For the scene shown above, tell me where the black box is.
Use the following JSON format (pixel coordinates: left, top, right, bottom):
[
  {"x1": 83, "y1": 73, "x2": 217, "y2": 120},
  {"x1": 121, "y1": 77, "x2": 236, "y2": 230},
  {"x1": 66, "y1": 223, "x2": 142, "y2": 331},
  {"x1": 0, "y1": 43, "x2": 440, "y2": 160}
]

===

◆ Your objective: A faithful transcription of all the material is what this exercise calls for.

◆ Exercise output:
For the scene shown above, tell me where the black box is.
Use the following JSON format (pixel coordinates: left, top, right, bottom):
[
  {"x1": 83, "y1": 73, "x2": 217, "y2": 120},
  {"x1": 121, "y1": 77, "x2": 236, "y2": 230},
  {"x1": 66, "y1": 223, "x2": 142, "y2": 331},
  {"x1": 0, "y1": 43, "x2": 440, "y2": 160}
]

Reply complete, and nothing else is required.